[[ Provided records, beginning ]]

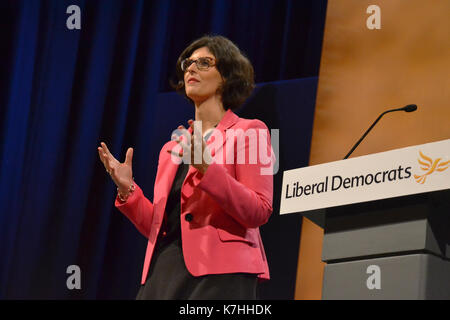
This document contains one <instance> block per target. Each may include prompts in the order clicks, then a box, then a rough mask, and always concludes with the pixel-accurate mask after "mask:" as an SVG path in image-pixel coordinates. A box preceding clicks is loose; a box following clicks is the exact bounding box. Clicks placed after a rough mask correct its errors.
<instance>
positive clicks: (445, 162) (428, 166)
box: [414, 151, 450, 184]
mask: <svg viewBox="0 0 450 320" xmlns="http://www.w3.org/2000/svg"><path fill="white" fill-rule="evenodd" d="M419 154H420V157H421V158H422V160H421V159H418V160H417V161H418V162H419V164H420V165H421V167H420V169H422V170H423V171H425V173H424V174H423V175H421V176H419V175H417V174H415V175H414V178H415V179H416V182H417V183H420V184H424V183H425V181H426V180H427V176H429V175H430V174H432V173H433V172H435V171H444V170H446V169H447V168H448V167H449V166H450V160H449V161H446V162H441V159H442V158H437V159H436V160H433V159H431V158H430V157H427V156H426V155H424V154H423V153H422V152H420V151H419Z"/></svg>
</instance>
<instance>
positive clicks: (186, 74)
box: [184, 47, 223, 102]
mask: <svg viewBox="0 0 450 320" xmlns="http://www.w3.org/2000/svg"><path fill="white" fill-rule="evenodd" d="M204 57H209V58H211V59H212V62H213V65H215V63H216V58H215V57H214V55H213V54H212V53H211V52H209V50H208V48H207V47H202V48H199V49H197V50H195V51H194V52H193V53H192V54H191V56H190V57H189V59H191V60H197V59H198V58H204ZM222 82H223V80H222V76H221V75H220V73H219V71H218V70H217V68H216V67H215V66H211V67H209V68H208V69H207V70H199V69H198V67H197V65H196V64H195V63H192V64H191V65H190V66H189V67H188V68H187V69H186V71H185V73H184V86H185V90H186V95H187V96H188V97H189V98H190V99H191V100H192V101H194V102H203V101H205V100H207V99H209V98H210V97H212V96H215V95H218V93H217V89H218V88H219V86H220V85H221V84H222Z"/></svg>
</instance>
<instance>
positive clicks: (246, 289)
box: [136, 239, 258, 300]
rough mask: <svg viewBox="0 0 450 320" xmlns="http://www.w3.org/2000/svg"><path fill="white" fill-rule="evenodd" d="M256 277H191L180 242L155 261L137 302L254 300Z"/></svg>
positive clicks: (165, 250) (230, 275)
mask: <svg viewBox="0 0 450 320" xmlns="http://www.w3.org/2000/svg"><path fill="white" fill-rule="evenodd" d="M257 282H258V280H257V276H256V275H255V274H248V273H230V274H211V275H205V276H200V277H194V276H192V275H191V274H190V273H189V271H188V270H187V269H186V265H185V263H184V259H183V251H182V249H181V239H180V240H178V241H174V242H172V243H170V244H169V245H168V246H165V247H164V248H162V249H161V250H158V252H155V256H154V257H153V258H152V263H151V265H150V270H149V274H148V276H147V281H146V282H145V284H144V285H142V286H141V287H140V289H139V292H138V294H137V297H136V299H137V300H255V299H257V292H256V289H257V288H256V287H257Z"/></svg>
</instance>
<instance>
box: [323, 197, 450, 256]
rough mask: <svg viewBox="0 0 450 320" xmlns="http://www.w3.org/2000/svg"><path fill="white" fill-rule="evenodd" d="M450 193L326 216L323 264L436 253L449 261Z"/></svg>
mask: <svg viewBox="0 0 450 320" xmlns="http://www.w3.org/2000/svg"><path fill="white" fill-rule="evenodd" d="M449 198H450V192H449V191H447V190H445V191H440V192H434V193H430V194H422V195H413V196H408V197H401V198H395V199H385V200H381V201H374V202H367V203H363V204H354V205H351V206H344V207H338V208H329V209H327V210H326V221H325V223H324V239H323V249H322V260H323V261H324V262H328V263H330V262H335V261H342V260H349V259H351V260H355V259H364V258H368V257H371V256H380V255H393V254H397V255H398V254H405V253H412V252H417V253H418V252H424V253H433V254H435V255H437V256H442V257H445V258H450V250H449V248H450V246H449V244H450V241H449V240H450V231H449V230H450V214H449V213H450V205H448V200H447V199H449Z"/></svg>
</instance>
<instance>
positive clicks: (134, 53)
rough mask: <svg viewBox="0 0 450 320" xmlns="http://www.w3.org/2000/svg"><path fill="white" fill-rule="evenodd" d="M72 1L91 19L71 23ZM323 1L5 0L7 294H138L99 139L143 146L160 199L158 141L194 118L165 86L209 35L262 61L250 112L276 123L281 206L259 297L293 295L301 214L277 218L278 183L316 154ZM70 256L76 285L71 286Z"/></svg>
mask: <svg viewBox="0 0 450 320" xmlns="http://www.w3.org/2000/svg"><path fill="white" fill-rule="evenodd" d="M71 5H77V6H79V8H80V10H81V22H80V27H81V29H68V28H67V19H68V18H69V16H70V14H67V9H68V8H69V6H71ZM325 9H326V1H316V0H305V1H295V0H292V1H291V0H286V1H280V0H264V1H263V0H248V1H240V0H215V1H211V0H195V1H194V0H193V1H185V0H154V1H153V0H152V1H149V0H148V1H147V0H133V1H129V0H42V1H41V0H2V1H0V21H1V22H0V23H1V27H0V38H1V39H2V41H1V44H0V46H1V48H2V50H0V71H1V72H0V88H1V89H0V136H1V142H2V143H1V144H0V257H1V259H0V299H71V298H72V299H96V298H102V299H134V297H135V296H136V293H137V289H138V286H139V279H140V273H141V270H142V265H143V259H144V254H145V245H146V243H145V239H144V238H143V237H142V235H140V234H139V232H138V231H137V230H136V229H135V228H134V226H133V225H132V224H131V223H130V222H129V221H128V220H127V219H126V218H125V217H124V216H123V215H122V214H121V213H120V212H119V211H118V210H117V209H116V208H115V207H114V198H115V195H116V189H115V187H114V184H113V183H112V181H111V180H110V178H109V176H108V175H107V174H106V173H105V170H104V167H103V165H102V164H101V162H100V160H99V159H98V152H97V147H98V145H99V143H100V141H105V142H107V143H108V146H109V148H110V150H111V152H112V153H113V154H114V155H116V156H117V158H118V159H120V160H121V161H123V159H124V155H125V151H126V150H127V148H128V147H130V146H131V147H134V150H135V153H134V157H133V172H134V176H135V179H136V181H137V182H138V183H139V185H140V186H141V187H142V188H143V190H144V192H145V195H146V196H147V197H149V198H150V199H152V197H153V181H154V177H155V174H156V166H157V161H156V156H157V155H158V153H159V150H160V147H161V146H162V144H163V143H164V142H165V141H167V140H168V139H169V138H170V133H171V132H172V130H173V129H174V128H176V127H177V126H178V125H179V124H180V123H184V124H186V122H185V121H186V120H188V119H189V118H191V117H193V107H192V106H186V102H185V101H183V99H182V97H181V96H177V95H176V94H174V93H166V92H167V91H169V90H170V86H169V81H168V80H169V78H170V77H171V75H173V73H174V69H175V68H174V67H175V62H176V59H177V57H178V55H179V54H180V53H181V51H182V50H183V49H184V48H185V47H186V46H187V45H188V44H189V43H190V42H191V41H193V40H194V39H196V38H198V37H201V36H202V35H204V34H207V33H214V34H221V35H224V36H226V37H229V38H230V39H231V40H233V41H234V42H235V43H236V44H237V45H238V46H239V47H240V48H241V49H242V50H243V51H244V52H245V53H246V54H247V56H248V57H249V59H250V60H251V61H252V63H253V64H254V67H255V79H256V82H257V83H259V86H258V90H257V91H256V92H255V95H254V97H253V98H252V101H249V103H248V105H247V106H246V108H244V109H242V110H240V114H241V115H242V116H244V117H251V118H260V119H262V120H263V121H265V122H266V123H267V125H268V126H269V127H271V128H279V129H280V141H283V143H284V146H283V147H282V148H280V170H279V172H278V175H276V176H275V182H276V183H278V184H276V185H275V195H274V206H273V207H274V213H273V217H272V218H271V220H270V221H269V223H268V224H267V225H266V226H264V227H263V228H262V236H263V238H264V244H265V247H266V250H267V256H268V258H269V267H270V270H271V276H272V281H269V282H267V283H265V284H263V285H262V286H261V291H260V294H261V298H271V299H291V298H293V297H294V289H295V277H296V271H297V270H296V267H297V266H296V262H297V253H298V243H299V239H300V235H299V232H300V222H301V219H300V218H301V217H300V216H295V215H293V216H290V217H280V216H279V215H278V209H279V196H280V195H279V194H278V193H277V191H276V190H277V189H278V190H281V189H280V188H279V187H277V186H279V185H280V176H281V172H282V171H283V170H284V169H285V168H286V169H291V168H295V167H297V166H304V165H307V161H308V158H309V146H310V141H311V139H310V135H311V131H312V119H313V111H314V105H315V95H316V86H317V75H318V69H319V61H320V51H321V42H322V36H323V23H324V20H325ZM69 11H70V10H69ZM72 12H73V11H72ZM299 78H301V79H300V80H295V79H299ZM287 80H290V81H287ZM299 127H300V129H299ZM71 265H77V266H79V267H80V268H81V289H80V290H69V289H68V288H67V286H66V280H67V278H68V277H69V274H68V273H67V268H68V267H69V266H71ZM69 273H73V271H70V269H69Z"/></svg>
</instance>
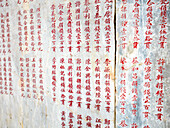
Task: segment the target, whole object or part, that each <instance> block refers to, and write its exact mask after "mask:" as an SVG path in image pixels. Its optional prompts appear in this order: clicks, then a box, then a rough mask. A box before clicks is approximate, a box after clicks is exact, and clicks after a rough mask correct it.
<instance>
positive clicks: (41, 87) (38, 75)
mask: <svg viewBox="0 0 170 128" xmlns="http://www.w3.org/2000/svg"><path fill="white" fill-rule="evenodd" d="M42 61H43V59H42V58H38V62H39V63H38V68H39V75H38V80H39V82H38V83H39V88H40V92H39V99H40V100H41V101H44V79H43V78H44V71H43V65H42Z"/></svg>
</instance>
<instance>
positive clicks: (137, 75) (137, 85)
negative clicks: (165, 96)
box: [131, 57, 139, 126]
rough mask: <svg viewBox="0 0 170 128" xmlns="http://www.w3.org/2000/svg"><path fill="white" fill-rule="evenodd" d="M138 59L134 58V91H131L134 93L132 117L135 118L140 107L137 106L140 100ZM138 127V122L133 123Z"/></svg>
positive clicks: (131, 90)
mask: <svg viewBox="0 0 170 128" xmlns="http://www.w3.org/2000/svg"><path fill="white" fill-rule="evenodd" d="M138 63H139V62H138V58H137V57H135V58H133V60H132V64H133V68H132V82H131V83H132V84H131V85H132V87H131V88H132V90H131V93H132V97H131V99H132V101H131V102H132V104H131V105H132V115H133V116H136V113H137V109H138V106H137V100H138V89H137V87H138V86H139V85H138V81H137V78H138V69H139V67H138ZM135 125H136V126H137V124H136V122H133V124H132V126H135Z"/></svg>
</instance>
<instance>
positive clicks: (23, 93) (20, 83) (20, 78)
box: [19, 58, 25, 97]
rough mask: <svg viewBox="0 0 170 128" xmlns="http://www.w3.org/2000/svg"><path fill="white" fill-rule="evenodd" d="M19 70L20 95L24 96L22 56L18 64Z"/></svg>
mask: <svg viewBox="0 0 170 128" xmlns="http://www.w3.org/2000/svg"><path fill="white" fill-rule="evenodd" d="M19 67H20V68H19V71H20V74H19V76H20V86H21V96H22V97H25V85H24V75H25V73H24V58H20V66H19Z"/></svg>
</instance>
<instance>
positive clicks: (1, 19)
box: [0, 11, 13, 95]
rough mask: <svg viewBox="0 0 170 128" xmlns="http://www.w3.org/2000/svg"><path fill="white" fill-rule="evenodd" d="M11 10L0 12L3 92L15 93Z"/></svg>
mask: <svg viewBox="0 0 170 128" xmlns="http://www.w3.org/2000/svg"><path fill="white" fill-rule="evenodd" d="M9 16H10V12H8V11H4V12H2V13H1V14H0V20H1V22H0V26H1V28H0V30H1V40H0V43H1V44H0V47H1V48H0V54H1V72H2V74H1V75H0V77H1V88H2V90H1V94H6V95H8V94H11V95H13V85H12V63H11V56H12V55H11V31H10V18H9Z"/></svg>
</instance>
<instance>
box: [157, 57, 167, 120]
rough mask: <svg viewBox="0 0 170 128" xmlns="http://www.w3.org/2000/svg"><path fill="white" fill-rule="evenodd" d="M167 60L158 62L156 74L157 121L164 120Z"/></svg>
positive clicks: (161, 59) (162, 58) (161, 58)
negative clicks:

[[ Provided records, end ]]

* [What you need to do] Copy word for word every line from the start of the material through the line holding "277H191L180 242L155 261L137". The pictures are not part of the copy.

* [Answer to the problem]
This document contains one <instance> block per target. Each may include prompts in the order clicks, then a box, then a rough mask, and always concludes with the pixel-accurate mask after "mask:" as an SVG path in image-pixel coordinates. A box preceding clicks is loose; a box following clicks is the exact bounding box. Clicks placed after a rough mask correct its errors.
<instance>
positive clicks: (445, 162) (428, 166)
box: [414, 151, 450, 184]
mask: <svg viewBox="0 0 450 320" xmlns="http://www.w3.org/2000/svg"><path fill="white" fill-rule="evenodd" d="M419 154H420V157H421V158H422V160H421V159H418V160H417V161H418V162H419V164H420V165H421V167H420V169H422V170H423V171H425V173H424V174H423V175H421V176H419V175H417V174H415V175H414V178H415V179H416V182H417V183H420V184H424V183H425V181H426V180H427V176H429V175H430V174H432V173H433V172H435V171H444V170H446V169H447V168H448V167H449V166H450V160H449V161H446V162H441V159H442V158H437V159H436V160H433V159H431V158H430V157H427V156H426V155H424V154H423V153H422V152H420V151H419Z"/></svg>
</instance>
<instance>
positive clicks: (186, 74)
box: [184, 47, 223, 102]
mask: <svg viewBox="0 0 450 320" xmlns="http://www.w3.org/2000/svg"><path fill="white" fill-rule="evenodd" d="M204 57H209V58H211V59H212V62H213V65H215V63H216V58H215V57H214V55H213V54H212V53H211V52H209V50H208V48H207V47H202V48H199V49H197V50H195V51H194V52H193V53H192V54H191V56H190V57H189V59H191V60H197V59H198V58H204ZM222 82H223V80H222V76H221V75H220V73H219V71H218V70H217V68H216V67H215V66H211V67H209V68H208V69H207V70H199V69H198V67H197V65H196V64H195V63H192V64H191V65H190V66H189V67H188V68H187V69H186V71H185V73H184V86H185V90H186V95H187V96H188V97H189V98H190V99H191V100H192V101H194V102H203V101H205V100H207V99H209V98H210V97H212V96H215V95H218V93H217V89H218V88H219V86H220V85H221V84H222Z"/></svg>
</instance>
<instance>
positive clicks: (246, 289)
box: [136, 239, 258, 300]
rough mask: <svg viewBox="0 0 450 320" xmlns="http://www.w3.org/2000/svg"><path fill="white" fill-rule="evenodd" d="M256 277H191L180 242L155 261L137 302L254 300Z"/></svg>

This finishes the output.